Stored records
*** Block opens ***
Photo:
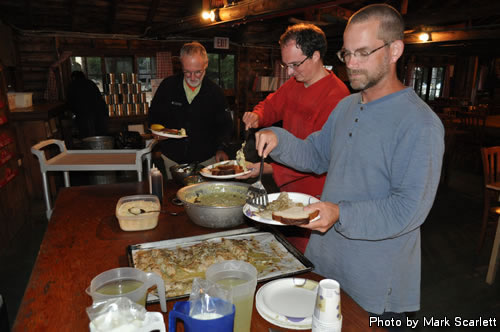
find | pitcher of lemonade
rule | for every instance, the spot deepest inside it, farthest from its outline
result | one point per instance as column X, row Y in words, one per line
column 129, row 282
column 240, row 279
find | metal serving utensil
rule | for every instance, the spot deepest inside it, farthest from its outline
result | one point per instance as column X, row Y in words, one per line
column 137, row 211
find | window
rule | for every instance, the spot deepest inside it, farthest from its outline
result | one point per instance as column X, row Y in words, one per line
column 428, row 82
column 221, row 69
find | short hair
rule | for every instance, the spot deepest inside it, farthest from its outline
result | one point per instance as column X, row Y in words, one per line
column 391, row 26
column 308, row 37
column 194, row 48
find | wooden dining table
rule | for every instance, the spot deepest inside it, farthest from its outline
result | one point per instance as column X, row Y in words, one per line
column 83, row 239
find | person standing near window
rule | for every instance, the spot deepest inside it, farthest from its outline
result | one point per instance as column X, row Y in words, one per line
column 86, row 102
column 383, row 150
column 303, row 103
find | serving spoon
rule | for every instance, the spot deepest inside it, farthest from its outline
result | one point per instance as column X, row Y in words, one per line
column 137, row 211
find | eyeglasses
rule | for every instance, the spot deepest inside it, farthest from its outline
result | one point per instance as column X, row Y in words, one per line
column 293, row 66
column 197, row 73
column 362, row 56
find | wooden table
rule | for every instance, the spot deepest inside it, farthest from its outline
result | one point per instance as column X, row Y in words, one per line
column 83, row 239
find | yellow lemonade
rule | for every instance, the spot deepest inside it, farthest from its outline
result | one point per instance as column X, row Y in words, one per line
column 243, row 305
column 122, row 286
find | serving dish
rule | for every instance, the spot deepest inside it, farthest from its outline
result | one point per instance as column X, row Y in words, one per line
column 212, row 216
column 207, row 170
column 288, row 302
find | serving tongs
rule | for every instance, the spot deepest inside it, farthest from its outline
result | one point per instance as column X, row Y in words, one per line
column 257, row 194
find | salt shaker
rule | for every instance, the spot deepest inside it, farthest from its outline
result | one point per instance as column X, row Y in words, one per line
column 156, row 183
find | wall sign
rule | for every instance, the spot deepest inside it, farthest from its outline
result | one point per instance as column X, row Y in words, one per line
column 221, row 43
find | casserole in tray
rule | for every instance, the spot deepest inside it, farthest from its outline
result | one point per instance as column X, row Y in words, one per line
column 179, row 261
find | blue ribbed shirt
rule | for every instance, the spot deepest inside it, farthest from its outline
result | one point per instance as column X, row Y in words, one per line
column 383, row 160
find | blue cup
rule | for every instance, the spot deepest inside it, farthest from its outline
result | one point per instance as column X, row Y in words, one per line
column 224, row 323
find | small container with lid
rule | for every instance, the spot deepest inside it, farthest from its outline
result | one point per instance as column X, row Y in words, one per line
column 130, row 216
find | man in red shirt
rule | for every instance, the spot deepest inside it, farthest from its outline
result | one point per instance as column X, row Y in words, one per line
column 303, row 103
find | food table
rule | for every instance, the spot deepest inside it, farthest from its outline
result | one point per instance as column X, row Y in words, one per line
column 83, row 239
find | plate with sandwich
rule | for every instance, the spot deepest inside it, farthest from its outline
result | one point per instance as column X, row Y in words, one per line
column 285, row 208
column 170, row 133
column 227, row 169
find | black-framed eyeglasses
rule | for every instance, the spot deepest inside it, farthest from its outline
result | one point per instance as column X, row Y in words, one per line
column 293, row 65
column 362, row 56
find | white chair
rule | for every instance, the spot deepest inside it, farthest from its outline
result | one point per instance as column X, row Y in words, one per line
column 88, row 160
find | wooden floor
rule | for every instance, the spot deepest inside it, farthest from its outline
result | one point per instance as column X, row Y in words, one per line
column 453, row 276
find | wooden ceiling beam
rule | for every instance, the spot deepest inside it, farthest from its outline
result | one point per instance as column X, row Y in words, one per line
column 242, row 13
column 452, row 15
column 454, row 35
column 151, row 14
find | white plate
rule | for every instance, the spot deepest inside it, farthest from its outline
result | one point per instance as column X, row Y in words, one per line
column 288, row 302
column 206, row 171
column 164, row 134
column 249, row 210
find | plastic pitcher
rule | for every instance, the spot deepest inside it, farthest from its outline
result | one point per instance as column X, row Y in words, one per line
column 129, row 282
column 223, row 322
column 240, row 278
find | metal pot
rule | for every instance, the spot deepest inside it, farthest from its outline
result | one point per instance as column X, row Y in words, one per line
column 213, row 216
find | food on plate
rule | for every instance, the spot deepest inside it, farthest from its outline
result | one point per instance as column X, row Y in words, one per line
column 294, row 215
column 179, row 266
column 240, row 157
column 219, row 199
column 226, row 169
column 129, row 209
column 286, row 211
column 161, row 128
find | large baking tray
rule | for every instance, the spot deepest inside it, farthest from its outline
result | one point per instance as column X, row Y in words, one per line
column 302, row 264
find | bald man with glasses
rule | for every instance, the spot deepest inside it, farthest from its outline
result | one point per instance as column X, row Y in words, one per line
column 191, row 101
column 382, row 148
column 303, row 103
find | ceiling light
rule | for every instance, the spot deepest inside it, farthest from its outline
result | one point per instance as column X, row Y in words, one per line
column 208, row 15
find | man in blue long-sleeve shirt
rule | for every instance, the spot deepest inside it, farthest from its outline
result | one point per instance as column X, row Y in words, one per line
column 382, row 149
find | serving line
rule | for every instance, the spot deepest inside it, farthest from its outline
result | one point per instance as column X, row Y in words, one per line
column 84, row 239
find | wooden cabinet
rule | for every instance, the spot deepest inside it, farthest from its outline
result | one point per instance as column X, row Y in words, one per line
column 13, row 195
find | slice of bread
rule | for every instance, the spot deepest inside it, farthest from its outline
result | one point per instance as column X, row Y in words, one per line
column 295, row 215
column 226, row 170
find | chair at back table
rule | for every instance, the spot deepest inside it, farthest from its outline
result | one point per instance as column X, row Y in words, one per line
column 491, row 170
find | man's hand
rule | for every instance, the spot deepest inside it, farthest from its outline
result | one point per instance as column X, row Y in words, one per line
column 221, row 156
column 329, row 215
column 251, row 120
column 255, row 170
column 267, row 139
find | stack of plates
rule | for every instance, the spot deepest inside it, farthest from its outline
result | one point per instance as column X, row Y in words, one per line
column 288, row 302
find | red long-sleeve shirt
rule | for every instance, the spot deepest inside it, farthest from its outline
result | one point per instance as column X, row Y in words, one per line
column 303, row 111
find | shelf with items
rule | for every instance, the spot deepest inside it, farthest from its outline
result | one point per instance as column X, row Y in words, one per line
column 13, row 194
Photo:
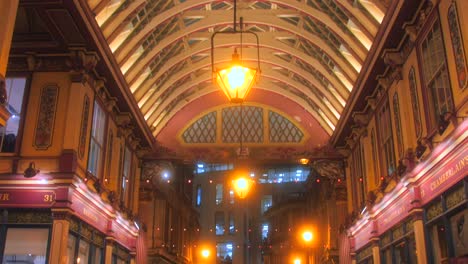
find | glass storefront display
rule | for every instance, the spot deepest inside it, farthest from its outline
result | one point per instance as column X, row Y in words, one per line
column 398, row 245
column 85, row 244
column 446, row 228
column 29, row 251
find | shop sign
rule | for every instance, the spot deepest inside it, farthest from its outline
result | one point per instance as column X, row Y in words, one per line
column 363, row 236
column 445, row 177
column 124, row 236
column 394, row 213
column 29, row 198
column 88, row 213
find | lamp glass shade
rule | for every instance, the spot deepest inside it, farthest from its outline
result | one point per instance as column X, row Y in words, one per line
column 236, row 81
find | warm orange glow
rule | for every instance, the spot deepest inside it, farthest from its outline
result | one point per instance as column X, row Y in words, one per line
column 242, row 186
column 205, row 253
column 307, row 236
column 236, row 80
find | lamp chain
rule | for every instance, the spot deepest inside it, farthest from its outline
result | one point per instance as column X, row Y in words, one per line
column 235, row 16
column 242, row 129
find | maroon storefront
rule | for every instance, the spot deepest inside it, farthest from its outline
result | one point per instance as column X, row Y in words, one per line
column 424, row 219
column 64, row 222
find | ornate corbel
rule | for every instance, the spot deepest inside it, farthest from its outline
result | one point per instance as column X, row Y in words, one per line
column 111, row 104
column 423, row 144
column 32, row 61
column 372, row 103
column 397, row 73
column 344, row 151
column 142, row 151
column 350, row 142
column 125, row 131
column 411, row 31
column 444, row 121
column 134, row 142
column 82, row 62
column 393, row 58
column 123, row 119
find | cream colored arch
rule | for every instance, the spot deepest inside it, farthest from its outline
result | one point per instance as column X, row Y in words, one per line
column 268, row 40
column 267, row 58
column 265, row 54
column 155, row 109
column 165, row 116
column 219, row 17
column 140, row 63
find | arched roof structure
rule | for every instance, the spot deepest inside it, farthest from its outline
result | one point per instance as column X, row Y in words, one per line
column 311, row 53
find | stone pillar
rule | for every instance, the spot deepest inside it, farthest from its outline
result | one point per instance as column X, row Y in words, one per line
column 376, row 252
column 8, row 10
column 59, row 241
column 419, row 237
column 109, row 248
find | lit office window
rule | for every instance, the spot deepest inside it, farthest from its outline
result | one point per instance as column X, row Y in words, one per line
column 219, row 193
column 386, row 141
column 267, row 202
column 224, row 252
column 219, row 223
column 126, row 174
column 231, row 196
column 265, row 228
column 435, row 73
column 232, row 227
column 15, row 92
column 96, row 147
column 198, row 195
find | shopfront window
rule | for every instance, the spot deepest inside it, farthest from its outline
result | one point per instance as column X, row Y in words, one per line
column 126, row 176
column 398, row 245
column 447, row 226
column 435, row 74
column 85, row 244
column 32, row 250
column 96, row 148
column 120, row 255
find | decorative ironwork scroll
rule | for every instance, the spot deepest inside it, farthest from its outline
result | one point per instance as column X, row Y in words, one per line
column 46, row 117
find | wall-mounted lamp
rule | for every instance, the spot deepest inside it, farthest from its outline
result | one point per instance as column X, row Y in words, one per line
column 236, row 80
column 30, row 171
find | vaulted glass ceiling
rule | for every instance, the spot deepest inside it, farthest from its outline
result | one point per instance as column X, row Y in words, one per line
column 311, row 51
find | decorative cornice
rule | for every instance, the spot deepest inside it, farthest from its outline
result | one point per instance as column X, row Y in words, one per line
column 361, row 118
column 123, row 119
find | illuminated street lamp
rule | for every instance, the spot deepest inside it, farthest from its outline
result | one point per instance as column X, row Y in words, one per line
column 242, row 186
column 236, row 80
column 205, row 254
column 307, row 237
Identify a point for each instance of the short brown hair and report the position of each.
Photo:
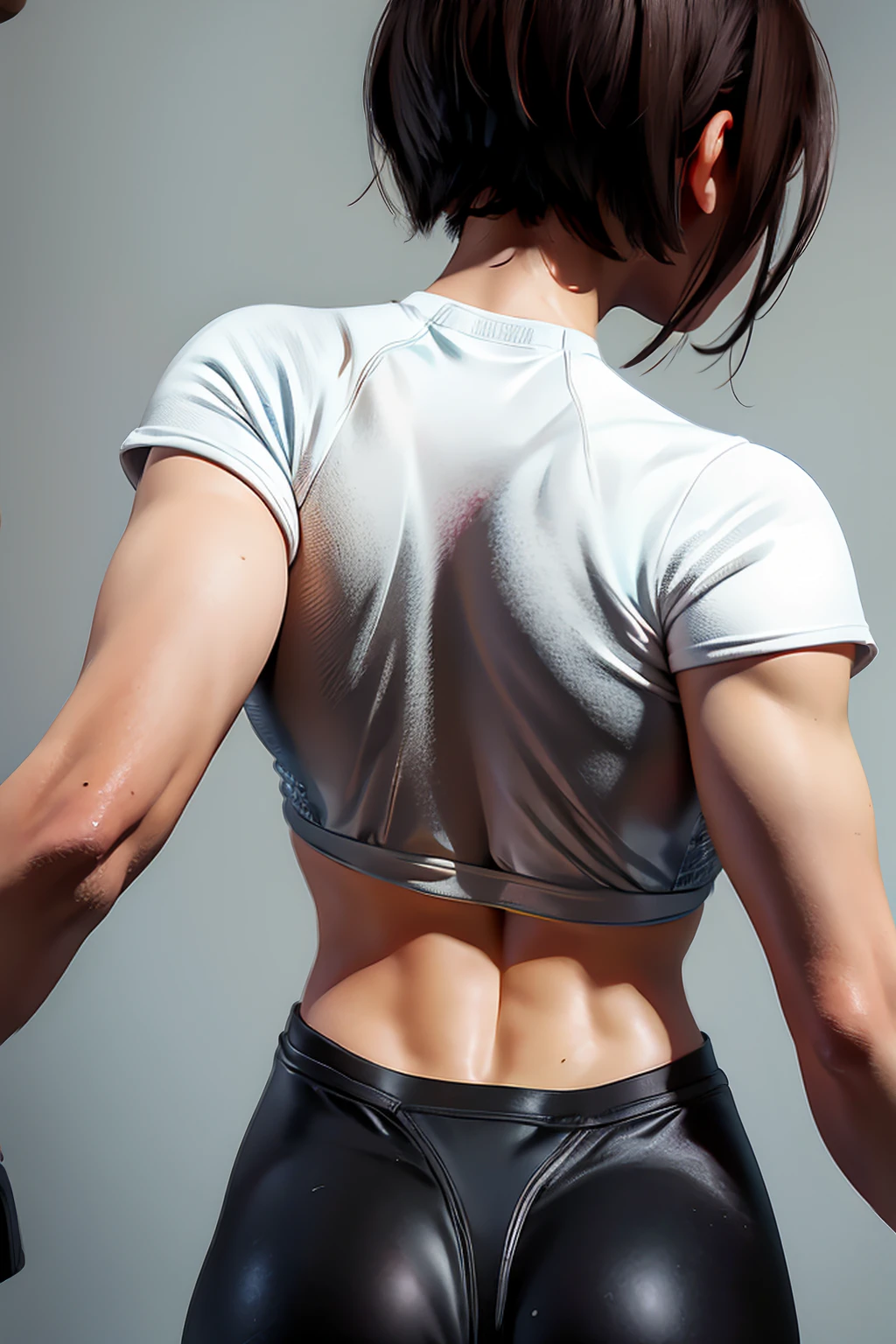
(549, 102)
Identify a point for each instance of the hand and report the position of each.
(10, 8)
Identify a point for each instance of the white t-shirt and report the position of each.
(507, 551)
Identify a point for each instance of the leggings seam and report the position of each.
(458, 1216)
(526, 1199)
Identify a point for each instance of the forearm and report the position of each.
(855, 1110)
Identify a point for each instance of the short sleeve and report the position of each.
(241, 393)
(755, 562)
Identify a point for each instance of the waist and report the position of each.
(471, 993)
(477, 885)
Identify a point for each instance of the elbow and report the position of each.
(60, 872)
(852, 1035)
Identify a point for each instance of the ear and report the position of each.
(704, 159)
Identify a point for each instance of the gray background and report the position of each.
(165, 163)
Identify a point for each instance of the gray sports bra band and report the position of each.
(494, 886)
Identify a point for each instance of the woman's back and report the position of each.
(507, 554)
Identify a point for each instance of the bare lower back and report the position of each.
(446, 990)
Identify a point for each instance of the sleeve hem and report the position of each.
(273, 494)
(725, 649)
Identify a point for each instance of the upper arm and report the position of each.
(187, 616)
(790, 815)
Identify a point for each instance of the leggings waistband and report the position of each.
(309, 1051)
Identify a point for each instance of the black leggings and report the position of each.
(374, 1208)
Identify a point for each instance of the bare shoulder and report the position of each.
(790, 815)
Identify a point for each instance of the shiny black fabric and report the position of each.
(11, 1253)
(375, 1208)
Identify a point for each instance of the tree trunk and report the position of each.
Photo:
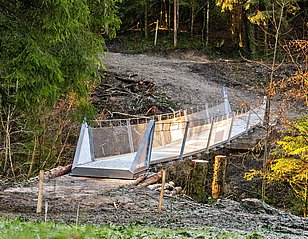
(219, 176)
(196, 185)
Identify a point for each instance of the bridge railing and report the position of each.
(183, 136)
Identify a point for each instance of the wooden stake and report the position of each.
(163, 172)
(156, 31)
(40, 192)
(219, 176)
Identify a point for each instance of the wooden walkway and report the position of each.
(186, 139)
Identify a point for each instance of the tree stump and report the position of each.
(196, 184)
(219, 176)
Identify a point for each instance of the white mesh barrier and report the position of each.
(127, 148)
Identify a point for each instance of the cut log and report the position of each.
(57, 172)
(151, 180)
(219, 176)
(139, 180)
(196, 185)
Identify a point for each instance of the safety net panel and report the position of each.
(117, 140)
(168, 139)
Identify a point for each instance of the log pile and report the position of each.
(151, 183)
(120, 96)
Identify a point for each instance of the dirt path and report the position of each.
(192, 80)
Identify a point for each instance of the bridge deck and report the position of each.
(119, 166)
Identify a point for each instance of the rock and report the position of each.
(176, 191)
(169, 186)
(151, 187)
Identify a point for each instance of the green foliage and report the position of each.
(17, 229)
(291, 158)
(290, 161)
(48, 53)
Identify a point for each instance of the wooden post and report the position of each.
(175, 23)
(40, 192)
(162, 190)
(156, 31)
(219, 176)
(197, 181)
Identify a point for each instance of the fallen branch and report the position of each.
(139, 180)
(57, 172)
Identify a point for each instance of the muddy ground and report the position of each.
(191, 79)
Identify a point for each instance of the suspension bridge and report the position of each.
(125, 148)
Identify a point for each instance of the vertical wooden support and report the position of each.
(219, 176)
(163, 178)
(248, 121)
(184, 141)
(210, 135)
(206, 108)
(40, 192)
(130, 136)
(175, 23)
(231, 127)
(156, 31)
(161, 133)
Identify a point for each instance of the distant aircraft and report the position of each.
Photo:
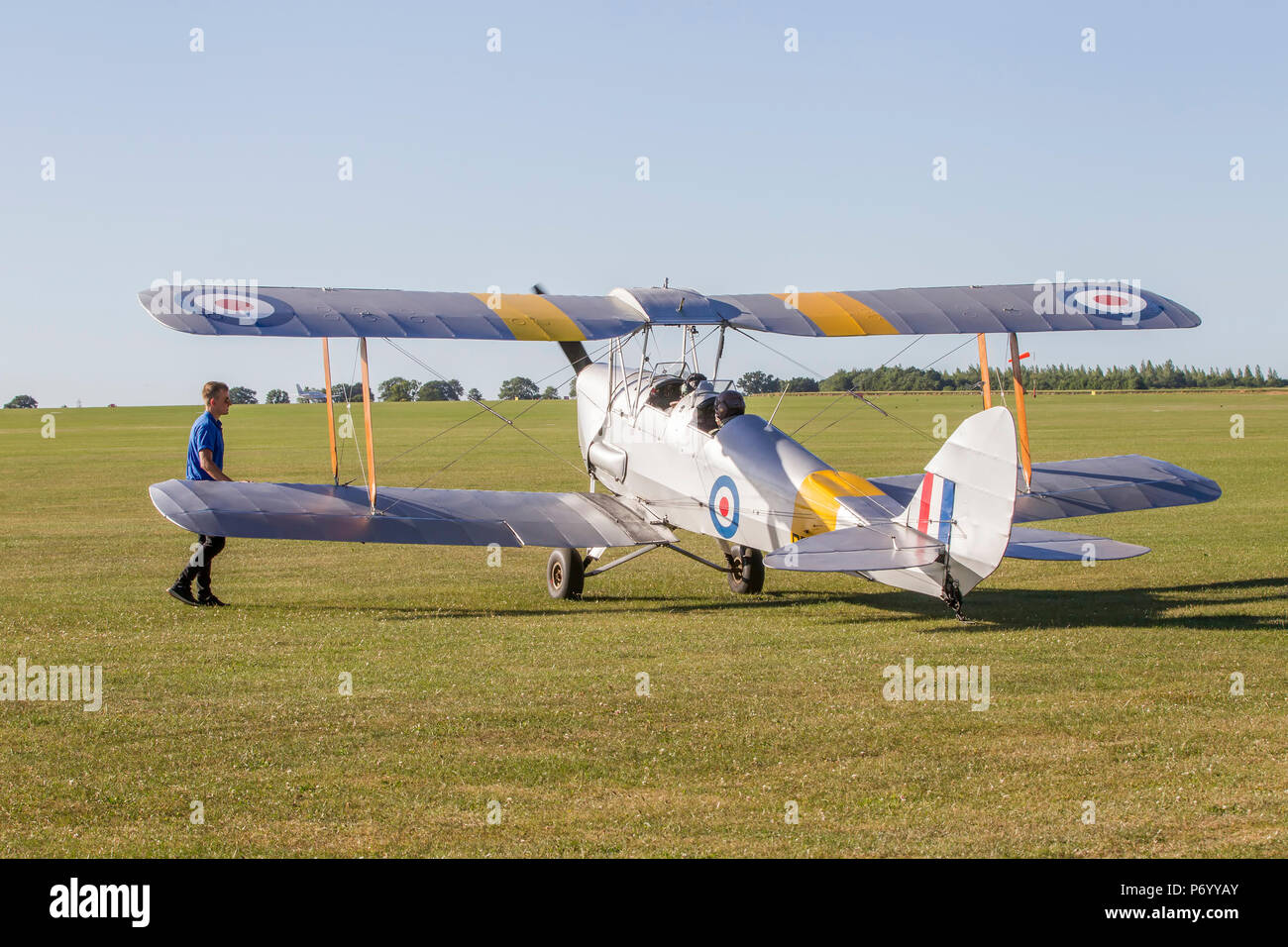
(653, 438)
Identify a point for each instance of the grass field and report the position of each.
(1109, 684)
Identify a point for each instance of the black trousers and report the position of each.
(198, 566)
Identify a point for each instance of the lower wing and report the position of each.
(406, 514)
(1089, 486)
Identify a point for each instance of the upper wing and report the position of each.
(1089, 486)
(1039, 307)
(404, 514)
(389, 313)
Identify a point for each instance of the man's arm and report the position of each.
(207, 464)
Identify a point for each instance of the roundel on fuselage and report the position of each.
(724, 506)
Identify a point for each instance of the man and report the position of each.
(729, 405)
(205, 463)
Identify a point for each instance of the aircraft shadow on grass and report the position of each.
(990, 609)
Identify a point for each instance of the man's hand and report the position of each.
(207, 464)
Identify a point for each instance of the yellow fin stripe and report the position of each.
(818, 499)
(836, 313)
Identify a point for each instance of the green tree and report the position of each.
(519, 388)
(759, 382)
(398, 389)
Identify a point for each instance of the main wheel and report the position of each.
(747, 571)
(566, 577)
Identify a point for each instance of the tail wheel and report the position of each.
(566, 575)
(746, 571)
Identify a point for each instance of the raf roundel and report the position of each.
(724, 506)
(231, 305)
(1108, 302)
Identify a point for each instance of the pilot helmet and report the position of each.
(729, 405)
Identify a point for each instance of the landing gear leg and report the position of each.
(566, 574)
(746, 570)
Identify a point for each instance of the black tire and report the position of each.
(566, 575)
(748, 571)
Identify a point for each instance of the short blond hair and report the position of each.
(210, 389)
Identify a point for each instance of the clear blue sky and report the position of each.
(767, 169)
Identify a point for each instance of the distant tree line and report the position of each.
(896, 377)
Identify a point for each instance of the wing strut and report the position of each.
(330, 408)
(1021, 421)
(983, 372)
(366, 414)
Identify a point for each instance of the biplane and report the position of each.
(660, 460)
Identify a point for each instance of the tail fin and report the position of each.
(965, 500)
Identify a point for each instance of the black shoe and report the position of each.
(183, 594)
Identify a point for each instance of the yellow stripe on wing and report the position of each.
(533, 318)
(836, 313)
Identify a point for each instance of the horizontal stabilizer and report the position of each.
(1048, 545)
(884, 545)
(1090, 486)
(406, 514)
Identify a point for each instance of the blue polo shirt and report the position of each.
(207, 434)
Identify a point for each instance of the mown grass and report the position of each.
(469, 684)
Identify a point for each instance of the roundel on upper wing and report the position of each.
(1107, 302)
(237, 305)
(724, 506)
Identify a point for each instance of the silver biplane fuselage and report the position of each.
(743, 482)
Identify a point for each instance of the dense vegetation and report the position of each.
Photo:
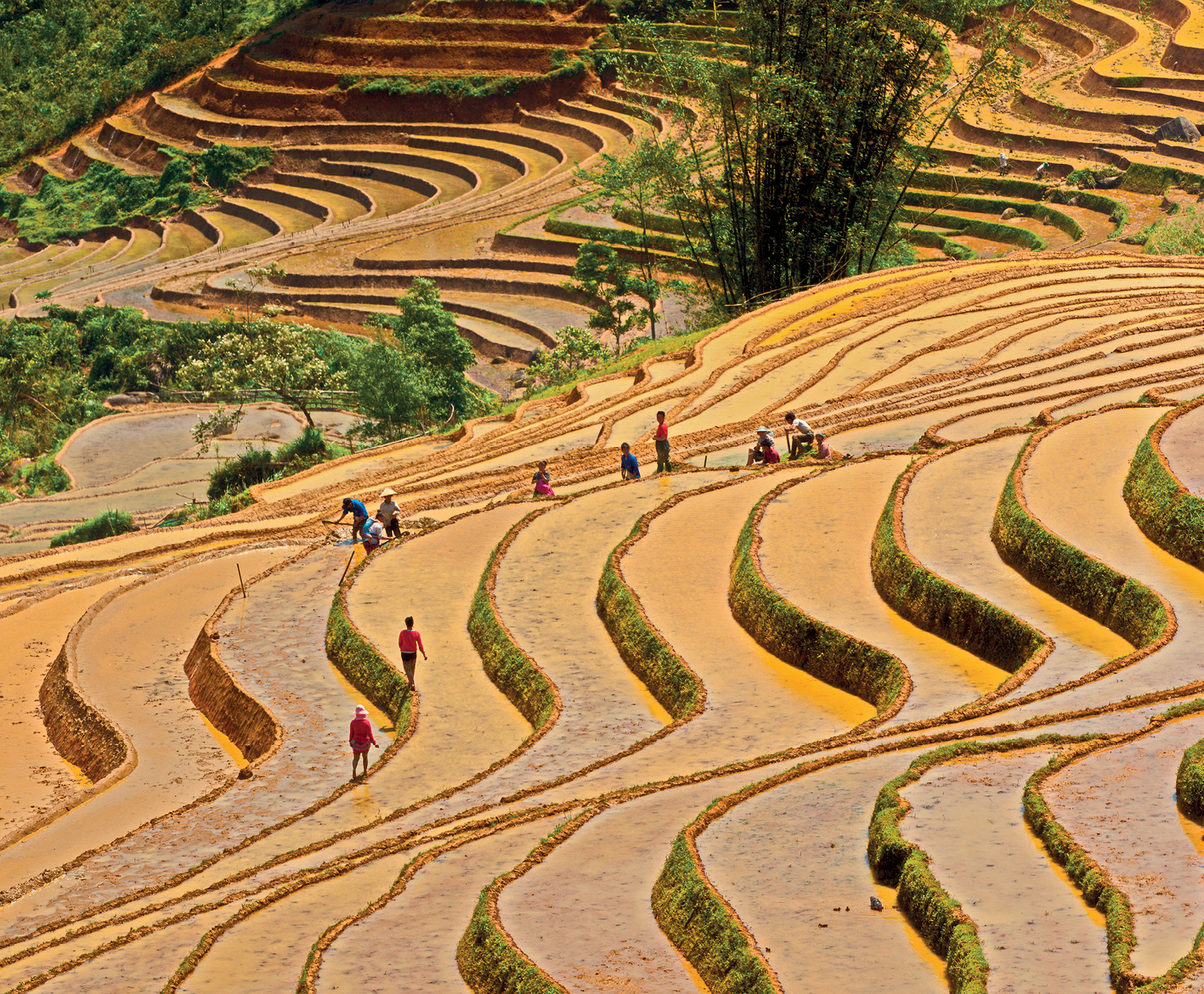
*** Block closes ***
* [EXERCISE] Nothing but the lines from the first line of the records above to the line with "find | wooden dining table", inclusive, should be transcribed exactly, and the pictures must be left out.

* [SOLVED PROBLEM]
Photo:
find | pitcher of lemonade
rule | for every instance, the spot deepest inside it, farthest from its outline
result | one point per instance as column X, row Y in words, one per line
column 129, row 282
column 240, row 279
find | metal serving utensil
rule | for every instance, the spot deepest inside it, farthest from its outline
result | one point per instance as column X, row Y in words, one per line
column 137, row 211
find | window
rule | for every instance, the spot deepest inside it, farthest from its outline
result | one point per instance as column X, row Y in words, one per line
column 428, row 82
column 221, row 69
find | short hair
rule | for every instance, the spot deepest inside it, farthest from its outline
result | one point per instance as column X, row Y in words, one per line
column 391, row 26
column 308, row 37
column 194, row 48
find | wooden dining table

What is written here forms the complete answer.